Textauszug:

---

Süddeutsche Zeitung

BGH-Urteil:Presse darf über "Afghanistan-Papiere" der Bundeswehr berichten

Die Funke Mediengruppe hatte im September 2012 interne Dokumente der Bundeswehr über den Einsatz deutscher Soldaten in Afghanistan veröffentlicht. Der Bund klagte. Nun hat der BGH geurteilt.

Die Presse verstößt mit ihrer aktuellen Berichterstattung über vertrauliche militärische Lageberichte der Bundeswehr nicht gegen das Urheberrecht. Sein Urteil begründeten die Richter am Bundesgerichtshof (BGH) am Donnerstag damit, dass nach dem Urheberrechtsgesetz die Berichterstattung über Tagesereignisse wie die sogenannten Afghanistan-Papiere grundsätzlich erlaubt sei.

Bei den im Streit stehenden "Afghanistan-Papieren" geht es um vertrauliche wöchentliche militärische Lageberichte der Bundeswehr, die unter anderem ausgewählten Bundestagsabgeordneten zur Verfügung gestellt werden. Die Berichte sind mit der niedrigsten Geheimhaltungsstufe "VS - Nur für den Dienstgebrauch" gekennzeichnet.

Im Zuge der öffentlichen Diskussion über den Einsatz deutscher Soldaten in Afghanistan hatte die Funke Mediengruppe im September 2012, damals noch unter dem Namen WAZ-Mediengruppe, Einsicht in die Berichte der vorangegangenen elf Jahre verlangt. Der Bund verwies auf Sicherheitsbedenken und lehnte die Einsicht ab. Als die Mediengruppe auf unbekanntem Weg an die Dokumente gelangte, stellte sie diese ins Internet. Der Bund verzichtete zwar auf ein Strafverfahren, sah in der Veröffentlichung jedoch eine Urheberrechtsverletzung und klagte auf Unterlassung.

---

Bereitgestellte Daten:
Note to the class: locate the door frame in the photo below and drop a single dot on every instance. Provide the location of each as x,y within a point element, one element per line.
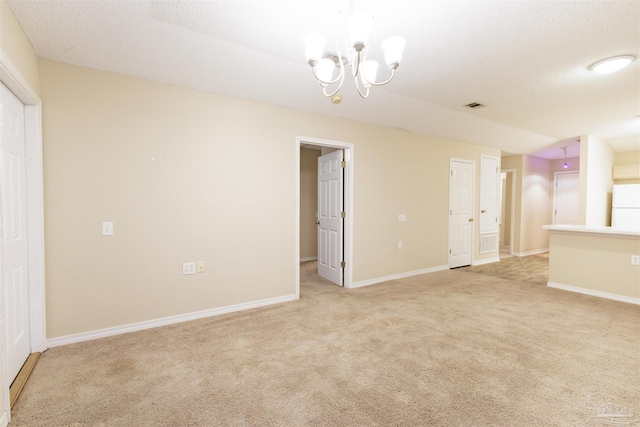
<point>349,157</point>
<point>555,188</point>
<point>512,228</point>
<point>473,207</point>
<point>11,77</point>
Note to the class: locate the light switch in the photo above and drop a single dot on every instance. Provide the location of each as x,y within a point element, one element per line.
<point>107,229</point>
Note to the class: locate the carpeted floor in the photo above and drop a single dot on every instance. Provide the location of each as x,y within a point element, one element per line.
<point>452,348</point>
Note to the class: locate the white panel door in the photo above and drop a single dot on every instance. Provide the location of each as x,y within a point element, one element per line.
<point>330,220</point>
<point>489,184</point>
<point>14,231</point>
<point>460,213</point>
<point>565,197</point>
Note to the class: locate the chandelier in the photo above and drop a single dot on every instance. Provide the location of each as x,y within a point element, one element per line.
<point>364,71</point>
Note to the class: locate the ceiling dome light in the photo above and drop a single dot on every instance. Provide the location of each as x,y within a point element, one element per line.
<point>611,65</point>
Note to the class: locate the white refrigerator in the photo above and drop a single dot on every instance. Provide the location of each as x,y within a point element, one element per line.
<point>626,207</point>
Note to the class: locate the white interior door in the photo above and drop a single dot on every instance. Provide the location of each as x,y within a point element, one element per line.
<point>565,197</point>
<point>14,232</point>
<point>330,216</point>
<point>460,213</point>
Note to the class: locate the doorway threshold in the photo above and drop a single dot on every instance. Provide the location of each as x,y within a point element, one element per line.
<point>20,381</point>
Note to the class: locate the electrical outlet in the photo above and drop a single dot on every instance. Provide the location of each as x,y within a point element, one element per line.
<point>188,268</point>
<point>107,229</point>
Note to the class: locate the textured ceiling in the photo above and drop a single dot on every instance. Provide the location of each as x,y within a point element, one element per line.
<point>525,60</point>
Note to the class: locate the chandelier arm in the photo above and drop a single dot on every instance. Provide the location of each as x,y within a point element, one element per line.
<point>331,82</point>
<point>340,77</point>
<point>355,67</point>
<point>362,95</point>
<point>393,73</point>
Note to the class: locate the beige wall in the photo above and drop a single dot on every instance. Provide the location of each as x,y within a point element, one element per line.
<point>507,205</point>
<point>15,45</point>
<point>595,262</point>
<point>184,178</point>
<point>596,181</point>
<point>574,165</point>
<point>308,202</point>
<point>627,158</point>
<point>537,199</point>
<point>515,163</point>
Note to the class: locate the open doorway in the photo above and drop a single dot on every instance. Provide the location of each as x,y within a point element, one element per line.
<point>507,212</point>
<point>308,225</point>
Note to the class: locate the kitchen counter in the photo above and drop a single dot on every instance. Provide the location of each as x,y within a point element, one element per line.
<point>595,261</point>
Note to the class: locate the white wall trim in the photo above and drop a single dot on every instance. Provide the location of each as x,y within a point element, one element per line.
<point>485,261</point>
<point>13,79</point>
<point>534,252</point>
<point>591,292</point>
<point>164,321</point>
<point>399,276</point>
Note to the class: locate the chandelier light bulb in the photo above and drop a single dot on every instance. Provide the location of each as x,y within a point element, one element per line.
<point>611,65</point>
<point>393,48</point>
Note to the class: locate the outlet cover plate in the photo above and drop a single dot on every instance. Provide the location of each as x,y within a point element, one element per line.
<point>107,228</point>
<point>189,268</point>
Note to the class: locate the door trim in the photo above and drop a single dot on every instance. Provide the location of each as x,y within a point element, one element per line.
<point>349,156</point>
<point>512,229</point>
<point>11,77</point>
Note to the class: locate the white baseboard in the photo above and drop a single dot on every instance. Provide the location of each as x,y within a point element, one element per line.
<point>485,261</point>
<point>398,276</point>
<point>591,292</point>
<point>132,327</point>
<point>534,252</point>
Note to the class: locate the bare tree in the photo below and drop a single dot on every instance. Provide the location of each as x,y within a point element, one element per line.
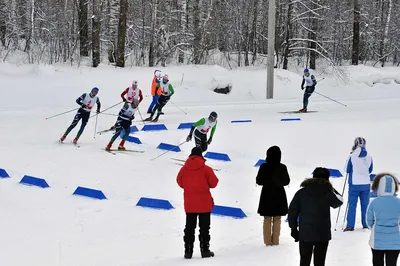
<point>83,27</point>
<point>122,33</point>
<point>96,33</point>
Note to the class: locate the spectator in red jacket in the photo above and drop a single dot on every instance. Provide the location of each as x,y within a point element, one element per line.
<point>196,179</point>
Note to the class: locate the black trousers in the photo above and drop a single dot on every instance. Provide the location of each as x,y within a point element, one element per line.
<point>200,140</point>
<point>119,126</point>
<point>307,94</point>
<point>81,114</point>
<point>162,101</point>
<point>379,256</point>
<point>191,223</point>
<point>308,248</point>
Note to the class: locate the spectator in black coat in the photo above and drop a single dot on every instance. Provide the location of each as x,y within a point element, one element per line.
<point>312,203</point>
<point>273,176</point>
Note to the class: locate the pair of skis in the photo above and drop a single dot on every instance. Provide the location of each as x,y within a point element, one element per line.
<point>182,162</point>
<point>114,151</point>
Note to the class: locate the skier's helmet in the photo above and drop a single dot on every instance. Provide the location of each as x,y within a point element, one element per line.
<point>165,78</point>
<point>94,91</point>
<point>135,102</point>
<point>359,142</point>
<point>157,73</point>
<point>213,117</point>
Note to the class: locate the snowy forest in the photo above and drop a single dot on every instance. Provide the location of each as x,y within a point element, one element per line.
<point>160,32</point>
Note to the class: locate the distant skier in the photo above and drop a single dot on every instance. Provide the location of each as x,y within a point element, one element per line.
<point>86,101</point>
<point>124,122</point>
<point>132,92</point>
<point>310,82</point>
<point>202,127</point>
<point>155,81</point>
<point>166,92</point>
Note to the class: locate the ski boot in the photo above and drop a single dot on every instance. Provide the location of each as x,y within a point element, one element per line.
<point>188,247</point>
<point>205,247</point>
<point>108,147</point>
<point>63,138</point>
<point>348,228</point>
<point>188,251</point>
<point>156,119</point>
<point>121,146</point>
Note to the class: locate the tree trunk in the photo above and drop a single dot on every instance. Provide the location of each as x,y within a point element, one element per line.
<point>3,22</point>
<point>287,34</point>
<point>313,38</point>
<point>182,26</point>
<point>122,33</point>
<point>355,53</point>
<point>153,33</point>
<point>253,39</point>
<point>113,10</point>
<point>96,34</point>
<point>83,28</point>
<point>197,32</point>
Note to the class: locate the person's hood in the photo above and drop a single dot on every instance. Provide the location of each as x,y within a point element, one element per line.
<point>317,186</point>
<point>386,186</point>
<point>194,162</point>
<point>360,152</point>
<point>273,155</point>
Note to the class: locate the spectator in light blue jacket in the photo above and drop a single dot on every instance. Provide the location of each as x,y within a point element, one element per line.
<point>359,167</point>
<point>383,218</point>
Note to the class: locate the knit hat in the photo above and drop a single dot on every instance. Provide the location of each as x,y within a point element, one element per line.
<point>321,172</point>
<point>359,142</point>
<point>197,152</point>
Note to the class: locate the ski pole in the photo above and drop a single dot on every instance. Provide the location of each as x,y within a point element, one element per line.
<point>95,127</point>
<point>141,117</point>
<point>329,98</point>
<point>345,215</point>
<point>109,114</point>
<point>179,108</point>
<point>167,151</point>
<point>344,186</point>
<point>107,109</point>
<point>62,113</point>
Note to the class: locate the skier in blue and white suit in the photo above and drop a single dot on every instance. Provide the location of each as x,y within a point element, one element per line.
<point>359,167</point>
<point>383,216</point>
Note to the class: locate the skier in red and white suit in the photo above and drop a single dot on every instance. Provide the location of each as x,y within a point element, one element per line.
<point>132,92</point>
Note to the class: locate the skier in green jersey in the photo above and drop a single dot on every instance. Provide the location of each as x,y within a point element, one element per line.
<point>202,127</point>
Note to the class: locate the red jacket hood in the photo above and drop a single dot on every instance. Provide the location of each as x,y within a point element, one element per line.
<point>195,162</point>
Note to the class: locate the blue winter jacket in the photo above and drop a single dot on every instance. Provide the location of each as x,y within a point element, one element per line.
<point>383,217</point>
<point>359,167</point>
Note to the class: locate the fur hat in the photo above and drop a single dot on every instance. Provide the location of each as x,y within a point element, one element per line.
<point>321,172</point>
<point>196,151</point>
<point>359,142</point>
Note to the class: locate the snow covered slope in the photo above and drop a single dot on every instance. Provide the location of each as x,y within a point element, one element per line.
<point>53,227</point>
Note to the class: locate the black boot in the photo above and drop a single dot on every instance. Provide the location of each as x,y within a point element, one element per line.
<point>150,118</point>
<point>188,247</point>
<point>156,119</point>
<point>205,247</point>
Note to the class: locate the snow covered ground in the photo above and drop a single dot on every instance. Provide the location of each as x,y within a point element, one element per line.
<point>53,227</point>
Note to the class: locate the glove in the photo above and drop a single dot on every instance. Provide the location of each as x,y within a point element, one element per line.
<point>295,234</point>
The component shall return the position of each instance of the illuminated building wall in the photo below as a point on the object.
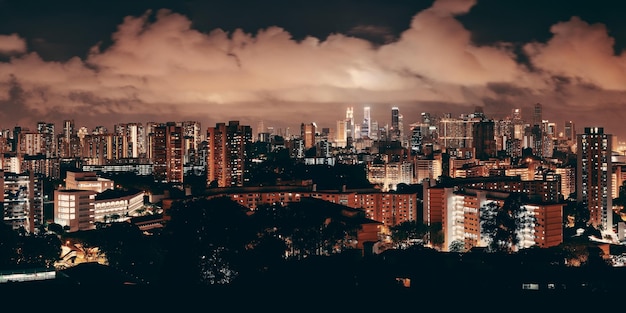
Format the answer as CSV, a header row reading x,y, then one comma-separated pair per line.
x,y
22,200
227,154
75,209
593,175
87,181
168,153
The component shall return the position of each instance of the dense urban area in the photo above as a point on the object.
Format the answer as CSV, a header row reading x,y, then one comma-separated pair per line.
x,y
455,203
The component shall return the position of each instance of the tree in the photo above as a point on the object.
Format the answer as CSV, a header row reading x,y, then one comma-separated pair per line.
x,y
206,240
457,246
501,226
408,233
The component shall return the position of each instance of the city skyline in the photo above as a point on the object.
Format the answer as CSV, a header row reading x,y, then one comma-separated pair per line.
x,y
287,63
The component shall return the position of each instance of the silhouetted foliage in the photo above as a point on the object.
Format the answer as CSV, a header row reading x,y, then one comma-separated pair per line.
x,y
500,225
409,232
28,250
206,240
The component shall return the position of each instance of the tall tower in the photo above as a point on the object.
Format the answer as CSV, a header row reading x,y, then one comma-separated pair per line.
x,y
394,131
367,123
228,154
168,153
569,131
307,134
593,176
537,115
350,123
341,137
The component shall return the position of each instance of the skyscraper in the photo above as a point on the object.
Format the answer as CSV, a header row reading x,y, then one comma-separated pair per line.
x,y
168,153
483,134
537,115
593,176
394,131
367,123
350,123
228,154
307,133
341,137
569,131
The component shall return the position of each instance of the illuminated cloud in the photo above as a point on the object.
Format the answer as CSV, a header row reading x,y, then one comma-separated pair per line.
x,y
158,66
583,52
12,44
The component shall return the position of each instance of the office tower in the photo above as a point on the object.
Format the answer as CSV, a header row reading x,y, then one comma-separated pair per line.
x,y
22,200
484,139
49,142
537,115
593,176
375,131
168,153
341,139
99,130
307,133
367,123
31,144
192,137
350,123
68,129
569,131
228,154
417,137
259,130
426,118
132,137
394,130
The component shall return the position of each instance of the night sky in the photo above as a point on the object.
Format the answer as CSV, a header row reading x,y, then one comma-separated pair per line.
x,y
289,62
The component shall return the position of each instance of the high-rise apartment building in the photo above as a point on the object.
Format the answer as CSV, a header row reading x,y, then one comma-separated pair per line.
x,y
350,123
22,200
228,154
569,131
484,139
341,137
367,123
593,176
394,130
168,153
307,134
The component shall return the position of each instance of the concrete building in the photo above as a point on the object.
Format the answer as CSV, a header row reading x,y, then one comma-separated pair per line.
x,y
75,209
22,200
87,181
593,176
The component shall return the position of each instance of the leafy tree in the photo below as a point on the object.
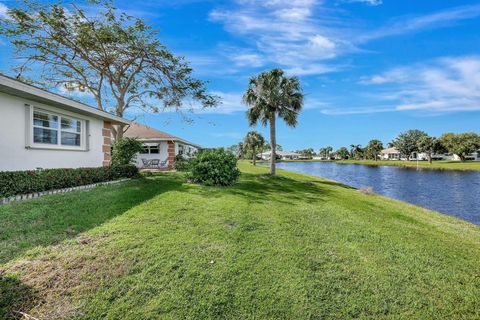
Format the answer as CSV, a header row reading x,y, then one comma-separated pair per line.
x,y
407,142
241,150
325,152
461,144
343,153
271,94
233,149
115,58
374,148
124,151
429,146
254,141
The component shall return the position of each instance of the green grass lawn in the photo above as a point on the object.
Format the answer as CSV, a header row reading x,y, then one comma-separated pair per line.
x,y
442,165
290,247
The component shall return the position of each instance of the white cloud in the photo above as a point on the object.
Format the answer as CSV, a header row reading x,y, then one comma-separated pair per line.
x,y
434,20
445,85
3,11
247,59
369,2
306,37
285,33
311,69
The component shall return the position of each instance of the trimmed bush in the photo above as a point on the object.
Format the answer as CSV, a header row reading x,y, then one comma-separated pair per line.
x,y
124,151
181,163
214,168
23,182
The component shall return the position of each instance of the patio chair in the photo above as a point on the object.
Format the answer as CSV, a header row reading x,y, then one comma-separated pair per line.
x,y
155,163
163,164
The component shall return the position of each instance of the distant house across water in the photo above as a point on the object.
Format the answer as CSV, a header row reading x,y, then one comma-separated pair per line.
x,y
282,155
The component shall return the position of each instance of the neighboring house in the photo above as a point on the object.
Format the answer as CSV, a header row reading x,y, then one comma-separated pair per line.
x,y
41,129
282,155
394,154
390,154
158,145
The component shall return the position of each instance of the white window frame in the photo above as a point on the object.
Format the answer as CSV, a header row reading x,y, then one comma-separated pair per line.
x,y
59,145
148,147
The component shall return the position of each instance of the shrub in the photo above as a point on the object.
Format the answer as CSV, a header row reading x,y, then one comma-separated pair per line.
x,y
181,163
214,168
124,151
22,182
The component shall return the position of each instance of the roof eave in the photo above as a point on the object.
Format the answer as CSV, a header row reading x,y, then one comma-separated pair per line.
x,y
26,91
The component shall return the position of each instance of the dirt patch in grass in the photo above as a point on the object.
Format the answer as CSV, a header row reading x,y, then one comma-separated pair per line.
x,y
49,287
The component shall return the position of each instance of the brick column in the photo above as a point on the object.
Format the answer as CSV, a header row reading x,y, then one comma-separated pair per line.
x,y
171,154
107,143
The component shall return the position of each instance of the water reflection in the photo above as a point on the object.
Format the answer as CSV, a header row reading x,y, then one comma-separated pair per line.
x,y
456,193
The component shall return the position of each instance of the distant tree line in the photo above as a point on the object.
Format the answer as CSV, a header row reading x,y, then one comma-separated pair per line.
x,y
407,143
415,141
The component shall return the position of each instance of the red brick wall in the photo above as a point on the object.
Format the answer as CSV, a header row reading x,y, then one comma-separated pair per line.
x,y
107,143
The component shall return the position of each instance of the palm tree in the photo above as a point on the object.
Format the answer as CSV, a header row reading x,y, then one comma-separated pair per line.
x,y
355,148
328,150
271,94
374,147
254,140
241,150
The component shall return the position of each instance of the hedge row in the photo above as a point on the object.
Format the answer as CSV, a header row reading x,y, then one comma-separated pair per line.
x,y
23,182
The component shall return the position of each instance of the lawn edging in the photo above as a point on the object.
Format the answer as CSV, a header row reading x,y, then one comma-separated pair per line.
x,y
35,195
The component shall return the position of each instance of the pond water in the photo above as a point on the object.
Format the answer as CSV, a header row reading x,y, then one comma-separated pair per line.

---

Anhand der Informationen:
**a.** Schreiben Sie aus dem Textauszug über das BGH-Urteil den Abschnitt wortgetreu ab, der bei "Im Zuge der" beginnt und bei "und klagte auf Unterlassung." endet.
**b.** Setzen Sie den Artikel über das BGH-Urteil zu den „Afghanistan-Papieren“ im Anschluss an seinen letzten Satz fort.

Antworten in Reihenfolge:
**a.**
Im Zuge der öffentlichen Diskussion über den Einsatz deutscher Soldaten in Afghanistan hatte die Funke Mediengruppe im September 2012, damals noch unter dem Namen WAZ-Mediengruppe, Einsicht in die Berichte der vorangegangenen elf Jahre verlangt. Der Bund verwies auf Sicherheitsbedenken und lehnte die Einsicht ab. Als die Mediengruppe auf unbekanntem Weg an die Dokumente gelangte, stellte sie diese ins Internet. Der Bund verzichtete zwar auf ein Strafverfahren, sah in der Veröffentlichung jedoch eine Urheberrechtsverletzung und klagte auf Unterlassung.

**b.**
Der BGH verwies das Verfahren an den Europäischen Gerichtshof (EuGH) in Luxemburg. Dieser bezweifelte in seinem Urteil vom 29. Juli 2019, dass die Lageberichte kreativ genug seien, damit ein Urheberrechtsschutz überhaupt greifen könne. Doch selbst bei einem angenommenen Urheberrechtsschutz könne die Veröffentlichung im Rahmen der Meinungs- und Pressefreiheit zulässig sein.

Dem folgte nun auch der mit dem Rechtsstreit erneut befasste BGH. Inwieweit die Afghanistan-Papiere kreativ genug sind und damit Urheberschutz genießen, ließen die Karlsruher Richter offen. Denn der Funke-Mediengruppe sei es nach den urheberrechtlichen Bestimmungen sowieso erlaubt gewesen, über tagesaktuelle Geschehnisse zu berichten.

Die Mediengruppe habe die Afghanistan-Papiere nicht einfach nur veröffentlicht, sondern sich damit journalistisch auseinandergesetzt. Es habe zudem eine öffentliche Diskussion über Sinn und Zweck des Einsatzes deutscher Soldaten in Afghanistan gegeben. Das Urheberrecht sei nicht geeignet, um die Veröffentlichung der Lageberichte wegen einer möglichen Gefährdung der äußeren Sicherheit zu unterbinden. Hier würden andere strafrechtliche Vorschriften greifen, wie etwa die Bestimmungen gegen Landesverrat. Darauf habe sich der Bund aber nicht berufen.